> Data extracted from a collection

★ ★ ★ ★ ★ ★ ★

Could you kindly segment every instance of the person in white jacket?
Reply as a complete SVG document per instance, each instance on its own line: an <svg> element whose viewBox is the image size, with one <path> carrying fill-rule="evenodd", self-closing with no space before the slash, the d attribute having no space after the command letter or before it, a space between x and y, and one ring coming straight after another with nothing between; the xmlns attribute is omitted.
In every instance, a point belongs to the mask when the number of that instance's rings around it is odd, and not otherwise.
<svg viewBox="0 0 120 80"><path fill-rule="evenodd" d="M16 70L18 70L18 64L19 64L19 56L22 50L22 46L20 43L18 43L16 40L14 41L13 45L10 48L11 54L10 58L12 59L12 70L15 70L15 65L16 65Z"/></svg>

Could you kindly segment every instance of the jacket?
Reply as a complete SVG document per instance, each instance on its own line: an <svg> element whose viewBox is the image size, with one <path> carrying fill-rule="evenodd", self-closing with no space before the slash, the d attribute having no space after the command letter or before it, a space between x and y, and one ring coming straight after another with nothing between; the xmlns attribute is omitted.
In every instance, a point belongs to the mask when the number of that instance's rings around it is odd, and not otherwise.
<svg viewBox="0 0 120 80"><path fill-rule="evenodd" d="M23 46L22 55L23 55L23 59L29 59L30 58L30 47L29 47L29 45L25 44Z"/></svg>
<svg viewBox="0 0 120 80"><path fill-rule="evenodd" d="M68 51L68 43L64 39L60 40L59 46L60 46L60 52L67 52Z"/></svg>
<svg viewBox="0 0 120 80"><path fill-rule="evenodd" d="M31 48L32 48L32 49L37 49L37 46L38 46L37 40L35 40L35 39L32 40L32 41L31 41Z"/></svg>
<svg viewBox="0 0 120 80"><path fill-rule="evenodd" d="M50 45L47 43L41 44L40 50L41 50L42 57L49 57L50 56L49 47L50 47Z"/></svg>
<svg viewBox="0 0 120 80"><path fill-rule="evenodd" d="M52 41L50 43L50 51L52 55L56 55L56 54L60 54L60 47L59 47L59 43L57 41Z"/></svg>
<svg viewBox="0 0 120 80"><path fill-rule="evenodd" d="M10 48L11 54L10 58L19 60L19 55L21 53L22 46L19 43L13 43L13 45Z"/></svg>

★ ★ ★ ★ ★ ★ ★

> Assigned task
The entries shown above should be duplicated exactly.

> Exercise output
Could you kindly segment every instance of the person in white jacket?
Reply as a complete SVG document per instance, each instance on its own line: an <svg> element whose viewBox is the image size, with one <path> carrying fill-rule="evenodd", self-closing with no space before the slash, the d attribute having no space after the command letter or before it, a space between x and y, and one ring coming straight after another with nothing between; the xmlns attribute is omitted.
In every instance, a point belongs to the mask when the number of that instance's rings around it is odd, and not otherwise.
<svg viewBox="0 0 120 80"><path fill-rule="evenodd" d="M16 70L18 70L18 64L19 64L19 56L22 50L22 46L20 43L18 43L16 40L14 41L13 45L10 48L11 54L10 58L12 59L12 70L15 70L15 65L16 65Z"/></svg>

Could you kindly segment every instance of the jacket?
Reply as a complete SVG document per instance, each instance on its own line: an <svg> element whose viewBox is the image size, with one <path> carrying fill-rule="evenodd", self-closing with no space before the slash, the d attribute having no space after the command letter or before it, a space between x and y, and one ring coming straight after another with nothing between; the xmlns attribute is omitted.
In every instance, a point belongs to the mask when the number of that instance's rings around it is odd, and not otherwise.
<svg viewBox="0 0 120 80"><path fill-rule="evenodd" d="M23 46L22 55L23 55L23 59L29 59L30 58L30 47L29 47L29 45L25 44Z"/></svg>
<svg viewBox="0 0 120 80"><path fill-rule="evenodd" d="M68 51L68 43L64 39L60 40L59 46L60 46L60 52L67 52Z"/></svg>
<svg viewBox="0 0 120 80"><path fill-rule="evenodd" d="M31 48L32 48L32 49L37 49L37 46L38 46L37 40L35 40L35 39L32 40L32 41L31 41Z"/></svg>
<svg viewBox="0 0 120 80"><path fill-rule="evenodd" d="M50 45L47 43L41 44L40 50L41 50L42 57L49 57L50 56L49 47L50 47Z"/></svg>
<svg viewBox="0 0 120 80"><path fill-rule="evenodd" d="M52 41L50 43L50 51L52 55L56 55L56 54L60 54L60 47L59 47L59 43L57 41Z"/></svg>
<svg viewBox="0 0 120 80"><path fill-rule="evenodd" d="M10 48L11 54L10 58L19 60L19 55L21 53L22 46L19 43L13 43L13 45Z"/></svg>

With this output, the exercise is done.